__LISTED RECORDS__
- - - - - - -
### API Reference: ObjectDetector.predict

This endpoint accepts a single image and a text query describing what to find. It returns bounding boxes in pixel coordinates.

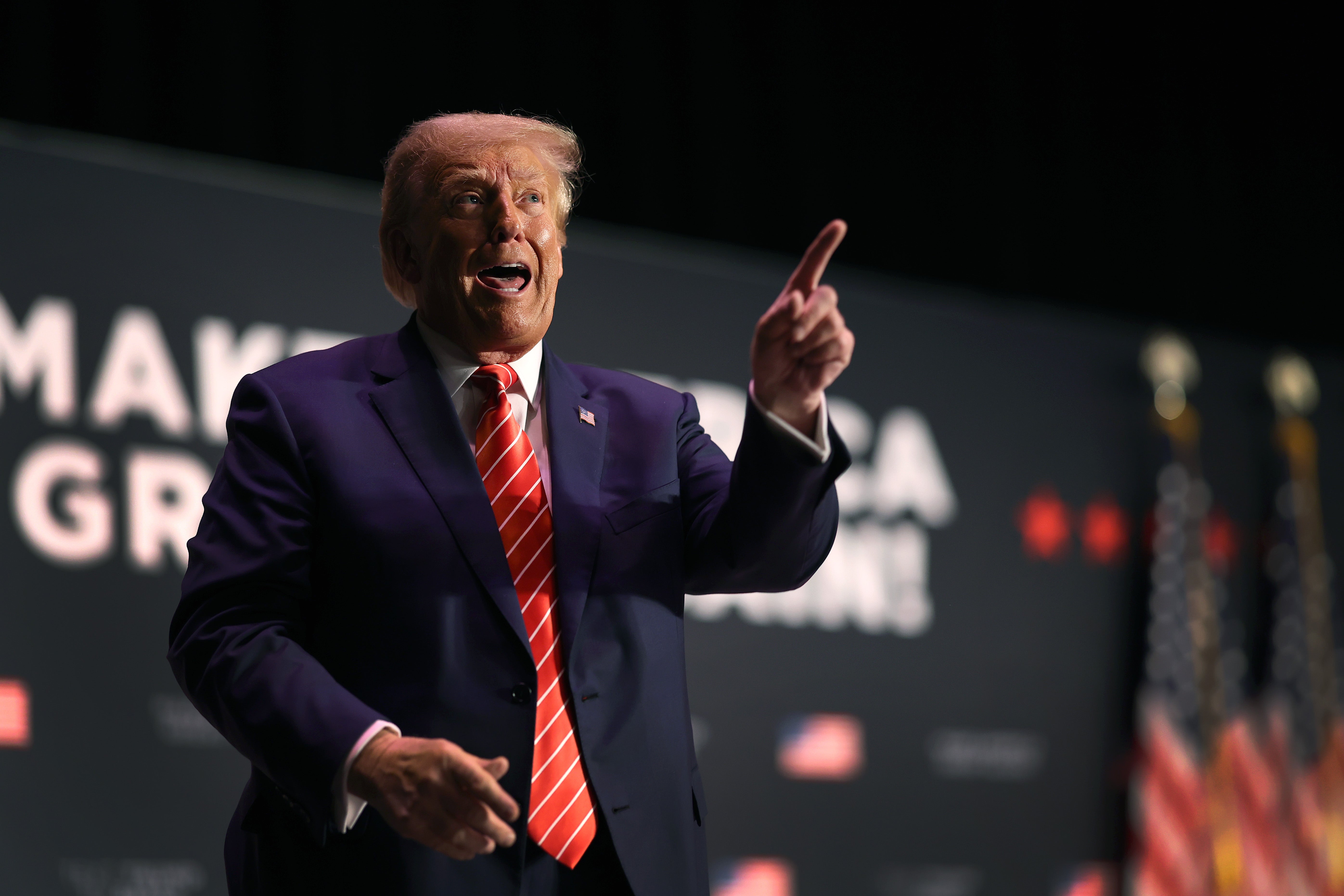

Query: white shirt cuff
[747,381,831,464]
[332,719,402,834]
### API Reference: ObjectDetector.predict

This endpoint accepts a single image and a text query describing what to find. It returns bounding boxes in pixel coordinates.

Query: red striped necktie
[472,364,597,868]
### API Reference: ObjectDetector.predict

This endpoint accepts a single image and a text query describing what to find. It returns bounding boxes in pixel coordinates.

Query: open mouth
[476,263,532,293]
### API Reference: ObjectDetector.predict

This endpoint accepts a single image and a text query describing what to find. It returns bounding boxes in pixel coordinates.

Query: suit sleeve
[168,375,380,841]
[677,395,849,594]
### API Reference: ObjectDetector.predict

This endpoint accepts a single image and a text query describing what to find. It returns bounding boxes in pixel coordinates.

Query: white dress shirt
[332,316,831,833]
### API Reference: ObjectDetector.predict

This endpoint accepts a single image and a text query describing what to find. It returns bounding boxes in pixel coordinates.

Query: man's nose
[491,196,523,243]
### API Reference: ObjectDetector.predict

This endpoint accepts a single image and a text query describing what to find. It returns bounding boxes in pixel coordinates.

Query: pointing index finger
[785,218,849,298]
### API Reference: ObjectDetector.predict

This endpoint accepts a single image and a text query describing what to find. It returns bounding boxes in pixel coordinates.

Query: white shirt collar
[415,314,542,407]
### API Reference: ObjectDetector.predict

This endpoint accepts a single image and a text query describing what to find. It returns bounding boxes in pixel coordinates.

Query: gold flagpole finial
[1265,349,1321,416]
[1138,330,1199,420]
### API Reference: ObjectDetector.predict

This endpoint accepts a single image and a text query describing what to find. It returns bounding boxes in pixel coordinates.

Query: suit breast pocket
[606,480,682,535]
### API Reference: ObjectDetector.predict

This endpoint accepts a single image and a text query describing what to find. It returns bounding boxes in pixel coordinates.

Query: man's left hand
[751,220,853,437]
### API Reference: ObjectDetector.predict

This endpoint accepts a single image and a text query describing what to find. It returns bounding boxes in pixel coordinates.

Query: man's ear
[387,227,421,284]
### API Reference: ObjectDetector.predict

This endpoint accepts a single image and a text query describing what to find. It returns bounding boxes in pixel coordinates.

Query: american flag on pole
[710,858,793,896]
[776,712,863,780]
[1132,333,1289,896]
[1263,352,1344,896]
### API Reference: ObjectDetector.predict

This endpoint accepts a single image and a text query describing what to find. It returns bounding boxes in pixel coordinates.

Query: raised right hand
[347,731,519,860]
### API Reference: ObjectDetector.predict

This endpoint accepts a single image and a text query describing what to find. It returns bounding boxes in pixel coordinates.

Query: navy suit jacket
[168,320,849,896]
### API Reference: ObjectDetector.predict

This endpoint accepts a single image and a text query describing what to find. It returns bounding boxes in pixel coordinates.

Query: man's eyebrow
[438,162,550,184]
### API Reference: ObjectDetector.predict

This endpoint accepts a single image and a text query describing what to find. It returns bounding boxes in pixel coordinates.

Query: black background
[0,0,1344,344]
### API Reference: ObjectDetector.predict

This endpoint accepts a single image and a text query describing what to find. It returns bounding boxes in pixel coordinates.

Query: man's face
[397,145,563,360]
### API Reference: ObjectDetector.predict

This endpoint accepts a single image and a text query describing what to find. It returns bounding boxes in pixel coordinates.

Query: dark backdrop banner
[0,125,1344,896]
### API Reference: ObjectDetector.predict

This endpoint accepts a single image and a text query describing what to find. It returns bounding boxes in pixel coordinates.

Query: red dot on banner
[1017,485,1073,560]
[1080,494,1129,566]
[1204,506,1241,575]
[0,678,32,747]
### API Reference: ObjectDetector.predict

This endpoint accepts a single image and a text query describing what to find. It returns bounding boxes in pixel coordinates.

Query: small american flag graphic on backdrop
[0,678,31,747]
[710,858,793,896]
[776,712,863,780]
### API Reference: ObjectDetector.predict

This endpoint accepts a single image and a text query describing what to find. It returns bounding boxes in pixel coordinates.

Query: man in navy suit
[169,113,853,896]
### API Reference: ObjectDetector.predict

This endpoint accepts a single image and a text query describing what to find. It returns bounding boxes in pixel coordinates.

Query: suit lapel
[542,344,607,664]
[370,317,535,656]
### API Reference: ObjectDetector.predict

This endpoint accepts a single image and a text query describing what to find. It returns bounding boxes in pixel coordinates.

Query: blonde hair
[378,111,582,308]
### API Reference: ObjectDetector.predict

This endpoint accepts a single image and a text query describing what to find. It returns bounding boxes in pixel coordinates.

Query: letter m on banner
[0,296,75,423]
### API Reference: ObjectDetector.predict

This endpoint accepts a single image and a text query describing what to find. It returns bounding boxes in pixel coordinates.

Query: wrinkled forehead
- - - - - - -
Find every line in the entries that contains the word "backdrop" and copy each one. Case counts.

__ANSWER TO THIS TASK__
Query: dark backdrop banner
Query: small american flag graphic on backdrop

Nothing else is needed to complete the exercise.